À FAIRE:
1. Dans l'extrait sur les bêtes de travail, relevez tous les animaux qui servent aux travaux ou aux transports.
2. Prolongez l'extrait sur les bêtes de travail à partir de sa dernière phrase, dans la même langue et la même manière.

Ceux qu’on réſerve aux divers travaux, ne rendent qu’à peine un foible ſervice. Les bœufs ne traînent que de légers fardeaux, & ne les traînent pas toute la journée. Ils ſont toujours au nombre de quatre. On ne les attelle pas par la tête, mais par le col, à la manière d’Eſpagne. Ce n’eſt pas l’aiguillon, c’eſt le fouet qui les excite. Deux conducteurs règlent leur marche.

Lorſque les chemins ne permettent pas l’uſage des voitures, les bœufs ſont remplacés par les mulets. Ceux-ci ſont bâtés d’une manière plus ſimple qu’en Europe, mais beaucoup moins ſolide. On leur met ſur le dos un paillaſſon auquel on ſuſpend deux crochets de chaque côté, pris au haſard dans les bois. Ainſi équipés, ils portent au plus la moitié de ce que portent les nôtres, & font la moitié moins de chemin.

Le pas des chevaux n’eſt pas ſi lent. Ils ont conſervé quelque choſe de la viteſſe, du feu, de la docilité des chevaux Andalous, dont ils tirent leur origine : mais leurs forces ne répondent pas à leur ardeur. On eſt réduit à les multiplier beaucoup, pour en tirer le ſervice qu’un petit nombre rendroit en Europe. Il faut en atteler trois ou quatre aux voitures extrêmement légères, dont les habitans aisés ſe ſervent pour des courſes, qu’ils appellent des voyages, & qui ne ſeroient chez nous que des promenades.

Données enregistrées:
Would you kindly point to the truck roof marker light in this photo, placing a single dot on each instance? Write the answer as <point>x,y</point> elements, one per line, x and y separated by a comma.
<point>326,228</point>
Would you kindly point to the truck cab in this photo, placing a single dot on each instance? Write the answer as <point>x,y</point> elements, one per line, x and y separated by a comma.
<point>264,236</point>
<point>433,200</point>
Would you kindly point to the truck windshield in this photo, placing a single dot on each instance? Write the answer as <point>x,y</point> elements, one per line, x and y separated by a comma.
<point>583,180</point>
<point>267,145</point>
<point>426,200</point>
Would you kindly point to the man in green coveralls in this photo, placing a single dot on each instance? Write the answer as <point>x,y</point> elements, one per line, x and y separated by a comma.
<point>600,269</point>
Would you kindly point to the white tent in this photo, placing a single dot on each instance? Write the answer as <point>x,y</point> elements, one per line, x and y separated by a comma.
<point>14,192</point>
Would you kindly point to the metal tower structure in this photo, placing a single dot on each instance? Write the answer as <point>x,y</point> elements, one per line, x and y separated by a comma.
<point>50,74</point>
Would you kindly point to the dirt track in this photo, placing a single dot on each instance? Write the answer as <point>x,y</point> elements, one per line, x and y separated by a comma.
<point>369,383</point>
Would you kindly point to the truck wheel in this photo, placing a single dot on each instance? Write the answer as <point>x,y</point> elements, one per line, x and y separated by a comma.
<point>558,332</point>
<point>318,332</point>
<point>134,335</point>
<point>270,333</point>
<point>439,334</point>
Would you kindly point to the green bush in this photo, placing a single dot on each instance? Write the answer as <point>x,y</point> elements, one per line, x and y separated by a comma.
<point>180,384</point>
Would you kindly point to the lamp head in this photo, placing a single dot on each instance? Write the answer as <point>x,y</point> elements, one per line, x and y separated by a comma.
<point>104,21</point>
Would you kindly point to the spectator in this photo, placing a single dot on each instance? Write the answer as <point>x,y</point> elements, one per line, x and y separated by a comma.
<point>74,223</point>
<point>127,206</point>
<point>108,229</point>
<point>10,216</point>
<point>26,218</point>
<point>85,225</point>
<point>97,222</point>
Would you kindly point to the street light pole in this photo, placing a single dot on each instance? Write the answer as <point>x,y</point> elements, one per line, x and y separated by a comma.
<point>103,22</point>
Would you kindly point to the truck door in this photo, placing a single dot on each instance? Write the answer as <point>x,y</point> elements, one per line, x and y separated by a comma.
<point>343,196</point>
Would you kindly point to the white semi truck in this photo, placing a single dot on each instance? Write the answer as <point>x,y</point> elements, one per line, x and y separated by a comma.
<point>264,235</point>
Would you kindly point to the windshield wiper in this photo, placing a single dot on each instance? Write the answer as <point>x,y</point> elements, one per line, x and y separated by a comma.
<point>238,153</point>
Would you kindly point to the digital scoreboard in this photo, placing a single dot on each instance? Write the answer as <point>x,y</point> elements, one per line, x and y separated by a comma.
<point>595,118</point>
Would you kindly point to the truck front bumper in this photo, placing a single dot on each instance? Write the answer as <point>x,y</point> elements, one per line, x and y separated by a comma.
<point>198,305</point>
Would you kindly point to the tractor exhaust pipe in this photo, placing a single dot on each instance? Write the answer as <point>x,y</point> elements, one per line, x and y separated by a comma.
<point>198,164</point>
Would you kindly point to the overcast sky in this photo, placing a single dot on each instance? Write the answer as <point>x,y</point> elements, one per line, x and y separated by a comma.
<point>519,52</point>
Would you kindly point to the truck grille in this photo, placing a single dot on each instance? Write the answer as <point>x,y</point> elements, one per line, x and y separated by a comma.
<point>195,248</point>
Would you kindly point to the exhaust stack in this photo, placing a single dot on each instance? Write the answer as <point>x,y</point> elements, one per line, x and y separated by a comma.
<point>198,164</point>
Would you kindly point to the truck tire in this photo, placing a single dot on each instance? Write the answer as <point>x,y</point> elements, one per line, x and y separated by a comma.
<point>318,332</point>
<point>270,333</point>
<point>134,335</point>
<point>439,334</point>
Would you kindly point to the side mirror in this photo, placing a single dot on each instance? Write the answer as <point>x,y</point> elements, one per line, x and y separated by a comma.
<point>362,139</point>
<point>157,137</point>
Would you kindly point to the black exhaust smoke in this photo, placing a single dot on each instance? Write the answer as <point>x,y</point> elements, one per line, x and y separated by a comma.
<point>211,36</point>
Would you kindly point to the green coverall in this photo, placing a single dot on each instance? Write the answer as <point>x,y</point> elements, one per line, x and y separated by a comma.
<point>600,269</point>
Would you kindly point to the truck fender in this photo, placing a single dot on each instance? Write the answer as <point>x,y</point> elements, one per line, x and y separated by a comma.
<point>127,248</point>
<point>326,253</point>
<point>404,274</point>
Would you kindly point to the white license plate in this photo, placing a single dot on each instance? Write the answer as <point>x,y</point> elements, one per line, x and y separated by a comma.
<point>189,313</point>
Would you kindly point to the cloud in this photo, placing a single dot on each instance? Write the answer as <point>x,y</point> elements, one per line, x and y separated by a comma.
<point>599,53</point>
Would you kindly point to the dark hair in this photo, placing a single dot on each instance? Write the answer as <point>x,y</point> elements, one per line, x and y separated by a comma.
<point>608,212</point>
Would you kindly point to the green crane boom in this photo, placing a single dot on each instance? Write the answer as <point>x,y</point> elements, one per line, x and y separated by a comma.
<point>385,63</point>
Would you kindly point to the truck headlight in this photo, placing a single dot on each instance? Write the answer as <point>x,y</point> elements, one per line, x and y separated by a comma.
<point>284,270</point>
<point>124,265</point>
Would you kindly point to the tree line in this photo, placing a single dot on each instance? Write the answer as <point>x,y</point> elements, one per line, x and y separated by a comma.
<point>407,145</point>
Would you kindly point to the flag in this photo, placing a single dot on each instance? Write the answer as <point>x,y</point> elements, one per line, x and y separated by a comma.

RÉPONSES:
1.
- les bœufs
- les mulets
- les chevaux

2.
On auroit empêché, retardé ou diminué la dégradation des animaux aux iſles, ſi on eût eu l’attention de les renouveler par des races étrangères. Des étalons, venus des contrées plus froides ou plus chaudes, auroient corrigé à un certain point l’influence de la température, de la nourriture, de l’éducation. Avec les femelles du pays, ils auroient produit de nouvelles races d’autant meilleures, qu’ils ſeroient partis d’un climat plus différent de celui où ils auroient été portés.

Il eſt bien extraordinaire qu’une idée ſi ſimple ne ſoit venue à aucun colon ; & qu’il n’y ait eu aucune légiſlation aſſez occupée de ſes intérêts pour ſubſtituer dans ſes établiſſemens le bœuf à boſſe au bœuf commun. Tous les gens inſtruits doivent ſe rappeler que le bœuf à boſſe a le poil plus doux & plus luſtré, le naturel moins lourd, moins brut que notre bœuf, & une intelligence, une docilité fort ſupérieures. Il eſt léger à la courſe, & il peut ſuppléer au cheval, puiſqu’on le monte. Il ſe plaît autant dans les contrées méridionales, que celui dont nous nous ſervons aime les zones froides ou tempérées. On ne connoît que cette race dans les iſles orientales, & dans la plus grande partie de l’Afrique. Si l’habitude prenoit moins d’empire qu’elle n’en a communément, même ſur les gouvernemens les plus éclairés, on auroit vu que cet animal utile convenoit ſingulièrement au grand archipel de l’Amérique, & qu’il n’y avoit rien de ſi aisé que de le tirer à peu de frais de la côte d’Or, ou de celle d’Angole.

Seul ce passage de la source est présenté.